══ Datenzeilen
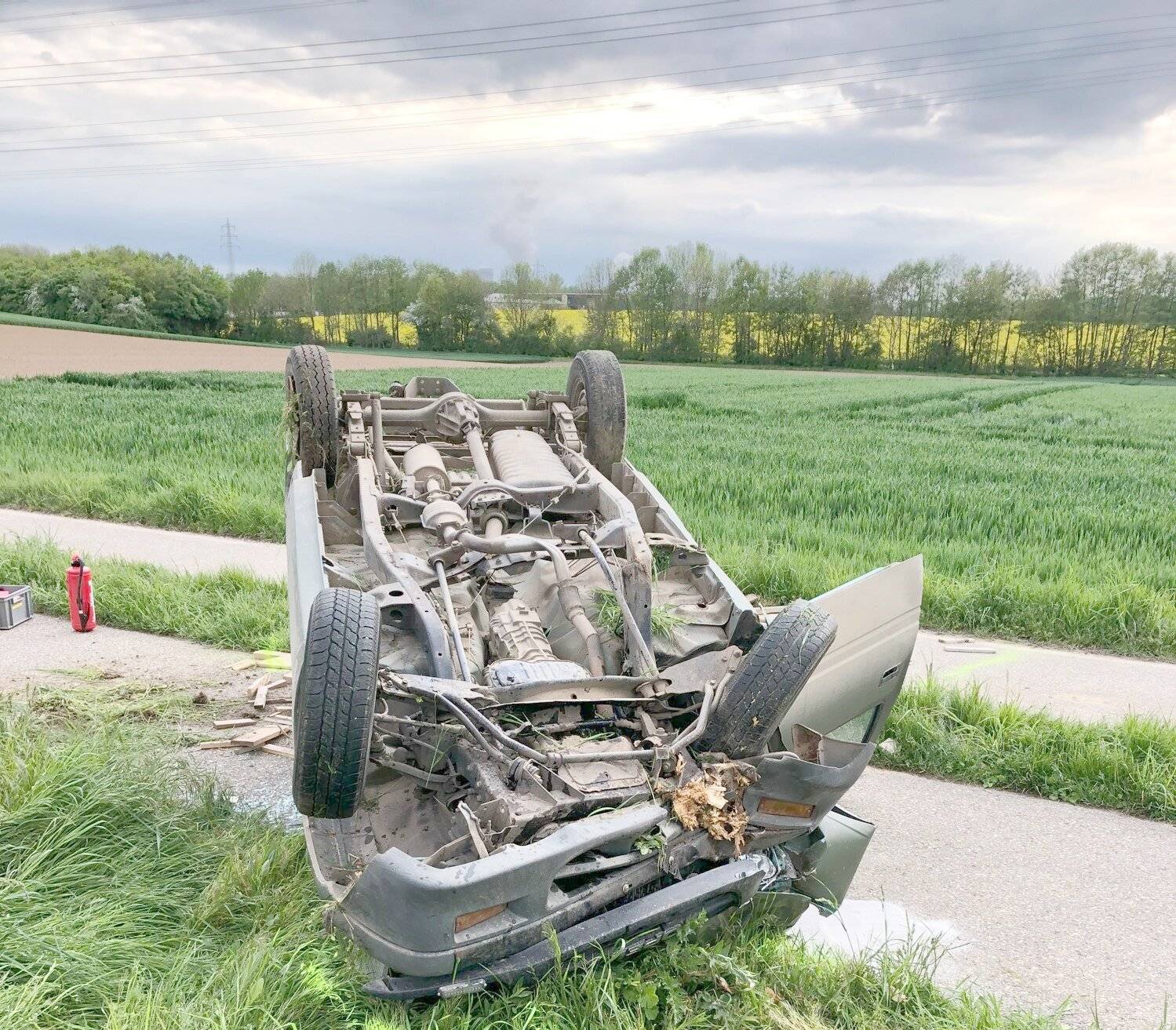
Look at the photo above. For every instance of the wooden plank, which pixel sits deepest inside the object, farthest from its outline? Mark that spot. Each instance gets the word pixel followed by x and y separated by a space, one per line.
pixel 278 749
pixel 263 735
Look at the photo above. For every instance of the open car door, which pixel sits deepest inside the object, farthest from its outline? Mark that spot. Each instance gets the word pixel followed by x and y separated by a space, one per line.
pixel 850 694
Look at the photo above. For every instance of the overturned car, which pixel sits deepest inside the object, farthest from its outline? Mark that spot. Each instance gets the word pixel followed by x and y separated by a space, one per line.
pixel 532 715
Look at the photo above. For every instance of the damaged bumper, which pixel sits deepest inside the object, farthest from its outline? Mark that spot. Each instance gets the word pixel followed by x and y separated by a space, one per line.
pixel 508 916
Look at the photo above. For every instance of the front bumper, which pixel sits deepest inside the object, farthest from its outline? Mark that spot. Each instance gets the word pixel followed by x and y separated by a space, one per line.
pixel 405 912
pixel 633 926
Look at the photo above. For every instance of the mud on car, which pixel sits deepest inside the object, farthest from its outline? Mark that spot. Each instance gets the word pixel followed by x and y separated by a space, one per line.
pixel 532 715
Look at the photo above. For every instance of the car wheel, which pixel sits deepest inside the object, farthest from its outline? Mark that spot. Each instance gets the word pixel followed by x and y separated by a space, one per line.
pixel 768 680
pixel 334 704
pixel 311 410
pixel 596 394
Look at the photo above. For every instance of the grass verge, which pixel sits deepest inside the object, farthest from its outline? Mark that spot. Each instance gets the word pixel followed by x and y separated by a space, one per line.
pixel 228 610
pixel 134 896
pixel 1039 507
pixel 9 318
pixel 961 735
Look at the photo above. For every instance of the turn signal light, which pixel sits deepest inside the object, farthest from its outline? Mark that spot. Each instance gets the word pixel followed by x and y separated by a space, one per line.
pixel 775 806
pixel 467 919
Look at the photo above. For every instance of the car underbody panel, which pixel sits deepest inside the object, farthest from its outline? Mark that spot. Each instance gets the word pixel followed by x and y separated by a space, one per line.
pixel 554 660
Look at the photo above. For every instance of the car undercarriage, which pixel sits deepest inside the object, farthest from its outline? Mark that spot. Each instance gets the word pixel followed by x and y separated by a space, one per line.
pixel 532 715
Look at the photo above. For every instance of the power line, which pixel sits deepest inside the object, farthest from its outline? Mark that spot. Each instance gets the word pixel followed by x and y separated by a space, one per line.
pixel 228 244
pixel 373 39
pixel 197 72
pixel 98 11
pixel 645 77
pixel 883 105
pixel 480 117
pixel 268 7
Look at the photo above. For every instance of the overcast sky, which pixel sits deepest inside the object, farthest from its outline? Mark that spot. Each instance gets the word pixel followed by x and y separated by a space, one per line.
pixel 855 133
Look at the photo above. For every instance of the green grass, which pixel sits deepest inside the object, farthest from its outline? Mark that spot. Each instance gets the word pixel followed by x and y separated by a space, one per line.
pixel 664 619
pixel 1043 508
pixel 136 898
pixel 9 318
pixel 959 735
pixel 228 610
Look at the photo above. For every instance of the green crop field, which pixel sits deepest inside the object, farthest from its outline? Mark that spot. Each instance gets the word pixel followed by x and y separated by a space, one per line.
pixel 1043 508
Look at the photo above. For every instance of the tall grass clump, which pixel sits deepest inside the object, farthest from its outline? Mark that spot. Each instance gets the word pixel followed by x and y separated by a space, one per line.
pixel 959 734
pixel 136 897
pixel 228 610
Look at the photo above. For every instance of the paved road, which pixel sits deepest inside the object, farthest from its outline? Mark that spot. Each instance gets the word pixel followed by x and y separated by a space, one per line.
pixel 1042 901
pixel 32 351
pixel 1039 901
pixel 1081 685
pixel 181 551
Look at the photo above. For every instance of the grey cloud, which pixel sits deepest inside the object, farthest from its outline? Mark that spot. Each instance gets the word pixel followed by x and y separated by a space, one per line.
pixel 566 207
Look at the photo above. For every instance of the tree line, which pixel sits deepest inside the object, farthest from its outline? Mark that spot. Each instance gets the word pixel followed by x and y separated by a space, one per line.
pixel 1109 309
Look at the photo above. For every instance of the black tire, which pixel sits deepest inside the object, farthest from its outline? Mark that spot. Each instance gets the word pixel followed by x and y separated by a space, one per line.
pixel 311 410
pixel 334 704
pixel 768 681
pixel 596 391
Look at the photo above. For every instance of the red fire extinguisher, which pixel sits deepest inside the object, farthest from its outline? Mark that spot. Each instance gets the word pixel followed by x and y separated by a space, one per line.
pixel 80 588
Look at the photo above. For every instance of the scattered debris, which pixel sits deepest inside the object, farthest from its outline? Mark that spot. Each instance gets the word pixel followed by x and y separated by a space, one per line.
pixel 278 749
pixel 714 801
pixel 260 730
pixel 260 690
pixel 265 660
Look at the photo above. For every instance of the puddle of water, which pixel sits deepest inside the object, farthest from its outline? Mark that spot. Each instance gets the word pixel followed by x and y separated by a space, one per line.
pixel 865 926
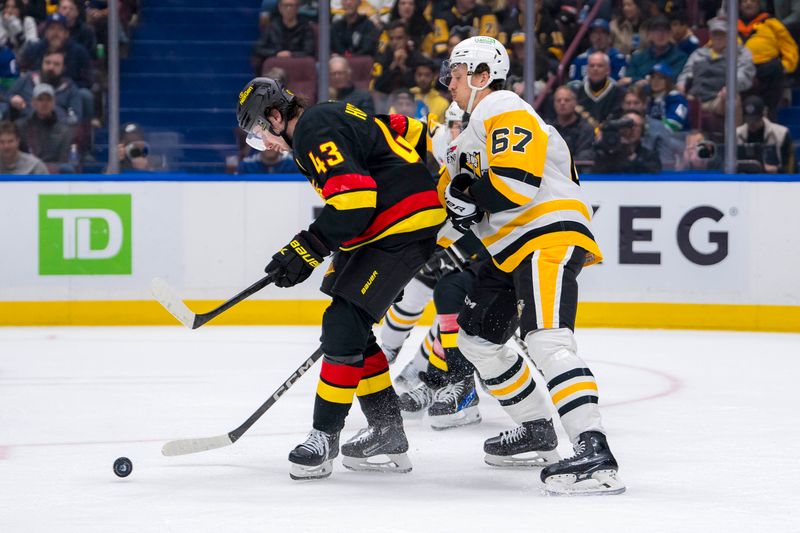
════
_Ziel der Übung_
Schreibe sämtliche Zeilen oben in eine JSON-Liste von Zeichenketten um, mit einer Zeichenkette pro Zeile und ohne Leerzeilen. Die Bildmarkierungen gehören nicht in die Liste.

_Vollständige Ausgabe_
[
  "Look at the photo above. For every instance of the wooden plank, which pixel sits deepest inside the object, farthest from its outline? Mark that spot. Each instance gets the word pixel followed by x and y separated by a space, one per line.",
  "pixel 278 749",
  "pixel 263 735",
  "Look at the photo above. For every instance of the open car door, which pixel sits deepest inside the object, farthest from its outline? Mark that spot. Each instance gets the word pixel followed by x and y separated by a space, one per line.",
  "pixel 850 694",
  "Look at the photo above. For every instance of the overturned car, which pixel sits deepest inside the object, farthest from its outline? Mark that spot. Each instance gets the word pixel followed by x and y separated by a space, one per line.",
  "pixel 532 715",
  "Look at the photo above. For every instance of the damaged bumper, which pixel sits deepest inside the object, farthest from its outline? Mark that spot. Each instance gets the word pixel followed by x and y separated by a space, one per line.",
  "pixel 508 916",
  "Look at the photo above. For every instance of the front bumper, which pixel sits deepest inside the object, farthest from its outline? Mark that spot. Each instance gets the word pixel followed by x and y separated by a space, one per line.",
  "pixel 405 912",
  "pixel 633 926",
  "Look at the photo above. For every instance of the mud on car, which pixel sits deepest inside the object, farthest from its outline? Mark that spot. Each instance gets the word pixel followed by x and y separated by a space, one per line.",
  "pixel 532 715",
  "Look at the photo above. For every instance of the car wheel, which pixel sits deepest inside the object, farthest from its outline? Mark that spot. Each instance gets the word pixel followed by x and y separated by a space, one per line.",
  "pixel 768 680",
  "pixel 334 704",
  "pixel 311 410",
  "pixel 596 394",
  "Look at the photo above. For every instance of the grass verge, which pixel sits deepest inside the object, farthest from its outline? Mark that spot. Each instance gets the word pixel followed by x and y separated by a space, one per line.",
  "pixel 228 610",
  "pixel 134 896",
  "pixel 1039 507",
  "pixel 9 318",
  "pixel 961 735",
  "Look at the photo above. For every instance of the turn signal light, which pixel sits deepest inside the object, farthest from its outline? Mark that spot. Each instance gets the word pixel followed by x and y separated by a space, one per line.",
  "pixel 775 806",
  "pixel 467 919",
  "Look at the photo above. For every instance of the car underbody panel, which pixel sits deepest inside the object, farthest from its outline? Mark that spot. Each instance gets the word pixel followed by x and y separated by a space, one per line.",
  "pixel 554 660",
  "Look at the photo above. For every instance of the car undercarriage, which pixel sits deepest inside the object, farthest from its outline? Mark that spot. Each instance gets the word pixel followed by x and y separated by a space, one per line.",
  "pixel 532 715",
  "Look at the photo above. For every instance of the power line, which pixel sits deepest inside the object, farthest from its outline? Mark that spot. Each instance gets the word pixel followed by x and y separated by a space, one per line.",
  "pixel 228 244",
  "pixel 373 39",
  "pixel 197 72",
  "pixel 98 11",
  "pixel 645 77",
  "pixel 883 105",
  "pixel 480 117",
  "pixel 268 7",
  "Look at the photo above. For every instance of the overcast sky, which pixel sits deepest inside the object, farthest from its outline? Mark that spot. Each instance gets the word pixel followed by x and y separated by a space, one per line.",
  "pixel 855 133",
  "Look at the photo above. For every instance of the green grass, which pixel sits deepest inside the object, farthest from its outline? Mark that spot. Each instance gets the word pixel followed by x and y separated by a space, one per line.",
  "pixel 664 619",
  "pixel 1043 508",
  "pixel 136 898",
  "pixel 9 318",
  "pixel 959 735",
  "pixel 228 610",
  "Look at the photo above. For every instance of the green crop field, which pixel sits deepest inside the object, farthest from its outline? Mark that spot. Each instance gets the word pixel followed by x and y separated by a space, one per line.",
  "pixel 1043 508",
  "Look at the photo above. For every instance of the tall grass clump, which pixel sits deepest inside the object, farthest from its outline? Mark that spot. Each instance gets the word pixel followed by x and y separated by a space, one per line.",
  "pixel 959 734",
  "pixel 136 897",
  "pixel 228 610",
  "Look at the photo above. For every instance of the paved road, which pixel sits deepest inside the object, farthest from its outline? Mark that spot. Each instance gets the word pixel followed by x and y separated by a space, one per line.",
  "pixel 1042 901",
  "pixel 32 351",
  "pixel 1039 901",
  "pixel 1081 685",
  "pixel 181 551",
  "Look at the photo above. For every instance of the grey cloud, which pixel sits deepest inside the object, farthest from its outline? Mark that spot. Each instance gets the word pixel followed by x and y separated by a space, one per line.",
  "pixel 566 207",
  "Look at the photo above. For every instance of the tree line, which pixel sits deepest inside the object, farthest from its outline? Mark that spot. Each instance gets the word pixel followed by x and y separated by a space, one per line.",
  "pixel 1109 309",
  "Look at the photo above. For every instance of the black tire, which pixel sits deepest inside the object, farthest from its outline? Mark that spot. Each instance gets the word pixel followed by x and y separated by a space, one per line.",
  "pixel 311 410",
  "pixel 334 704",
  "pixel 768 681",
  "pixel 596 391",
  "Look at the photo above. For every instance of the red fire extinguisher, which pixel sits deepest inside the object, farthest from its outline? Mark that spot. Each instance gets the word pixel followed by x and y separated by a space, one per line.",
  "pixel 80 588",
  "Look at the photo above. For every instance of the scattered debris, which pixel sits deepest inside the object, farthest from its outline? Mark that spot. Each instance gets the word pixel followed by x and y separated by a space, one per line.",
  "pixel 278 749",
  "pixel 714 801",
  "pixel 260 730",
  "pixel 260 690",
  "pixel 265 660",
  "Look at the photo above. For every instance of the puddle of water, which pixel sits deepest inside the object, farthest from its outline? Mark that spot. Each instance gets the word pixel followed by x and y separated by a space, one per line.",
  "pixel 865 926"
]